(Source text):
◆ ◆ ◆ ◆ ◆ ◆ ◆

Friedman Raises “Pro-Israel” Question Again; Abrams Smears Him

It’s been three and a half years since I noted in a blog post that major Jewish media figures — namely, Tom Friedman and Jeffrey Goldberg — questioned the appropriateness of the “pro-Israel” moniker that reporters routinely attach to the major Jewish institutions, such as AIPAC, the Anti-Defamation League, the American Jewish Committee, etc. that make up the Jewish wing of the Israel Lobby in Washington. J Street, the “pro-Israel, pro-peace” organization, had just launched, and it appeared that a major debate was opening up within the Jewish community about whether the reflexive obeisance paid by these groups to the policies of the settler-backed, right-wing government of Prime Minister Binyamin Netanyahu served Israel’s long-term interests in retaining its status as both democratic and Jewish.

At the time, I quoted from Goldberg’s op-ed in the New York Times which I think is particularly to the point and quite relevant to the debate today:

So why won’t American leaders push Israel [toward dismantling the settlements] publicly? Or, more to the point, why do presidential candidates dance so delicately around this question? The answer is obvious: the leadership of the organized American Jewish community has allowed the partisans of settlement to conflate support for the colonization of the West Bank with support for Israel itself. …

The people of Aipac and the Conference of Presidents are well meaning, and their work in strengthening the overall relationship between America and Israel has ensured them a place in the world to come. But what’s needed now is a radical rethinking of what it means to be pro-Israel.

Now, three and half years later, Friedman has returned to this very same question, deploring the Republican candidates’ — notably Gingrich’s and Romney’s — shameless pandering to Netanyahu and the lobby. Regarding Newt’s assertion that Palestinians are an “invented people,” he writes:

If the 2.5 million West Bank Palestinians are not a real people entitled to their own state, that must mean Israel is entitled to permanently occupy the West Bank and that must mean — as far as Newt is concerned — that Israel’s choices are: 1) to permanently deprive the West Bank Palestinians of Israeli citizenship and put Israel on the road to apartheid; 2) to evict the West Bank Palestinians through ethnic cleansing and put Israel on the road to the International Criminal Court in the Hague; or 3) to treat the Palestinians in the West Bank as citizens, just like Israeli Arabs, and lay the foundation for Israel to become a binational state. And this is called being “pro-Israel”? [This is precisely what Walt and Mearsheimer argued in their book, The Israel Lobby, on pages 345-46.]

He then goes on to reflect on Congress’ equally shameless pandering when Netanyahu spoke at the Republican leaders’ invitation to the Joint Session of Congress last spring.

◆ ◆ ◆ ◆ ◆ ◆ ◆

(Problem set):
**A)** Translate this sentence from the commentary on the "pro-Israel" label into Spanish: "But what’s needed now is a radical rethinking of what it means to be pro-Israel."
**B)** Answer these questions using the commentary on the "pro-Israel" label.
(i) Which two media figures questioned the "pro-Israel" moniker three and a half years earlier?
(ii) In which newspaper did Goldberg's op-ed appear?
(iii) According to the Friedman passage, how many West Bank Palestinians are there?
**C)** In the commentary on the "pro-Israel" label, rewrite the stretch from "He then goes" through "Congress last spring.", switching "pandering" to "deference".

[Raw records]
◆ ◆ ◆ ◆ ◆ ◆ ◆

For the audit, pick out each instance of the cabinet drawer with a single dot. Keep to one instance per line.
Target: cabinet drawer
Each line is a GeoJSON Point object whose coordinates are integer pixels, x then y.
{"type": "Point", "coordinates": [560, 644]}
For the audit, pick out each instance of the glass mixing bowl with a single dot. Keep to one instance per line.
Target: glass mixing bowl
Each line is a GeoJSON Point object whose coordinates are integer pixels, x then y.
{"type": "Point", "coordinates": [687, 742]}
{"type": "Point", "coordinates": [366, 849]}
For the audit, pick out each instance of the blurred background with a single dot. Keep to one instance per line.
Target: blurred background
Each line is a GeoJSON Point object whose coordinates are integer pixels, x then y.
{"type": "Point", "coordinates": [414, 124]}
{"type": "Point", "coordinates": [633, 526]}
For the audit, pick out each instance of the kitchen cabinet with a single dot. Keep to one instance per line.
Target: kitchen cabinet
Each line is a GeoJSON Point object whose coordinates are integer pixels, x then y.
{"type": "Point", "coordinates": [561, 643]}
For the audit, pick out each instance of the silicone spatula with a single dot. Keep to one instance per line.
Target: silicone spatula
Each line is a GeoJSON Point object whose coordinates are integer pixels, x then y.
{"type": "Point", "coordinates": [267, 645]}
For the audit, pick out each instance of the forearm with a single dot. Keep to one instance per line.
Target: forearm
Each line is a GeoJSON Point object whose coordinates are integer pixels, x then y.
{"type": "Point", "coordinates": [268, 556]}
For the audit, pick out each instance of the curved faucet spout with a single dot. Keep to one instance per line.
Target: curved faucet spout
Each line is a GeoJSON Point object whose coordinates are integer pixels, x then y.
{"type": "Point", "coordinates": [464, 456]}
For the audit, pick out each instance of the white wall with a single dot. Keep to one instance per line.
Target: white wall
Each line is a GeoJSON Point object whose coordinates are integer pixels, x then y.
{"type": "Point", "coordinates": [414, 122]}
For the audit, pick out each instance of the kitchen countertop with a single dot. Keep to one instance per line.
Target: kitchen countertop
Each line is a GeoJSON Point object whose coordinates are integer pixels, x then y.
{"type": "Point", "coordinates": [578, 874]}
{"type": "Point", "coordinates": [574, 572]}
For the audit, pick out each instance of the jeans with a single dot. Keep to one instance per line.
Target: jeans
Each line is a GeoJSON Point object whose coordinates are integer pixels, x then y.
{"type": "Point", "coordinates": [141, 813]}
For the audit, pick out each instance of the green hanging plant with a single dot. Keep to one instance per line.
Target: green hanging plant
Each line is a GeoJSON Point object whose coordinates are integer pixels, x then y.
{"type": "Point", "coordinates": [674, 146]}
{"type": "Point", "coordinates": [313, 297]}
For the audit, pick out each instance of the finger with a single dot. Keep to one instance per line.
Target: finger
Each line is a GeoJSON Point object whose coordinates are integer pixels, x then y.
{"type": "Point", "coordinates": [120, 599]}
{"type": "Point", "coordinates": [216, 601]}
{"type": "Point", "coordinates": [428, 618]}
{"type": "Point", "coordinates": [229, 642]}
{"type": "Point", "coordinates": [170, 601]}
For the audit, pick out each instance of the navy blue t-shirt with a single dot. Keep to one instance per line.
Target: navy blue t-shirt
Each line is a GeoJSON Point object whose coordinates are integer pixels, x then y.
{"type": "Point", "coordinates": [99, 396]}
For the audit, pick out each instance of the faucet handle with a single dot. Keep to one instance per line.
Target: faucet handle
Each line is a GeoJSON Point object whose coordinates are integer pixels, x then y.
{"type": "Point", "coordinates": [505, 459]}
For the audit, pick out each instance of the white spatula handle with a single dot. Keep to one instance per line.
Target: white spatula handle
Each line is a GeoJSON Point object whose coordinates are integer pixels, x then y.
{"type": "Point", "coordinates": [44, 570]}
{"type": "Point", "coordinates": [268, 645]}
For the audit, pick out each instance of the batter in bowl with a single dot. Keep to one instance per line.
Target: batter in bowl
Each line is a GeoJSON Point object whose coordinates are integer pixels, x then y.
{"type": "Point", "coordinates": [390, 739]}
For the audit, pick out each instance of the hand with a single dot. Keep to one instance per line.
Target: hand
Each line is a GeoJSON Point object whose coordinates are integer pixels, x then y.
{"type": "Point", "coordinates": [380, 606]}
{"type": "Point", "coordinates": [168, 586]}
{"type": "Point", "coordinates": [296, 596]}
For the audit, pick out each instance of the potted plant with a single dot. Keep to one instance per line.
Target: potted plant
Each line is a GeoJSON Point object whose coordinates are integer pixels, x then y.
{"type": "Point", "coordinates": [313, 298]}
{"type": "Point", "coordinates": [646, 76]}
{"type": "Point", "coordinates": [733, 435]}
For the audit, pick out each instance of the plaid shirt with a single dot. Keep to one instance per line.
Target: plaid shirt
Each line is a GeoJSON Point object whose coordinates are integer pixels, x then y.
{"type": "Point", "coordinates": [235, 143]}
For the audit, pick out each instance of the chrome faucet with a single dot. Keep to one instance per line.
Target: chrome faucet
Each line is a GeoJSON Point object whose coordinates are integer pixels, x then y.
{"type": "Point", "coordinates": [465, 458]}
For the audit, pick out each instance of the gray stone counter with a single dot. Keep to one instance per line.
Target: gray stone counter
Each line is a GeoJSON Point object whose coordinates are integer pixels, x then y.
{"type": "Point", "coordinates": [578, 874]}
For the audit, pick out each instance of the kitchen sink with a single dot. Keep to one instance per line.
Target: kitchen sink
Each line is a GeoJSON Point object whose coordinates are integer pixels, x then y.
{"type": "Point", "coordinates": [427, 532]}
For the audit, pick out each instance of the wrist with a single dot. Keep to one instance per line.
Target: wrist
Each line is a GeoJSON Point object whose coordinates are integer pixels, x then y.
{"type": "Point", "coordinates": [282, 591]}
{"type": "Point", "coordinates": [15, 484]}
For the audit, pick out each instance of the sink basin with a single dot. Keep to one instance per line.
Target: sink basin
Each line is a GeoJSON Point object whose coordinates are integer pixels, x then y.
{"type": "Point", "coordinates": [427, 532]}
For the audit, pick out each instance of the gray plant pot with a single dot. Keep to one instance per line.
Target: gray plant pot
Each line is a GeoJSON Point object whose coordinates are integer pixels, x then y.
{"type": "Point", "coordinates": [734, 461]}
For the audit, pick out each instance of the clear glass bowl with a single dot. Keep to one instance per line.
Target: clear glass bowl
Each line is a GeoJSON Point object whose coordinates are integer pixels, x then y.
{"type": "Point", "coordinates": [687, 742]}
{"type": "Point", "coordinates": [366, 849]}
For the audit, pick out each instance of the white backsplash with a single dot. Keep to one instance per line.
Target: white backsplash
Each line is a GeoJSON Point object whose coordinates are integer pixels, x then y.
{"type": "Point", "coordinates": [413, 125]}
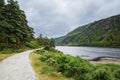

◆ ◆ ◆ ◆ ◆ ◆ ◆

(Solutions for each task):
**A)** Pero lo que se necesita ahora es replantearse radicalmente qué significa ser proisraelí.

**B)**
(i) Tom Friedman and Jeffrey Goldberg
(ii) The New York Times
(iii) 2.5 million

**C)**
He then goes on to reflect on Congress’ equally shameless deference when Netanyahu spoke at the Republican leaders’ invitation to the Joint Session of Congress last spring.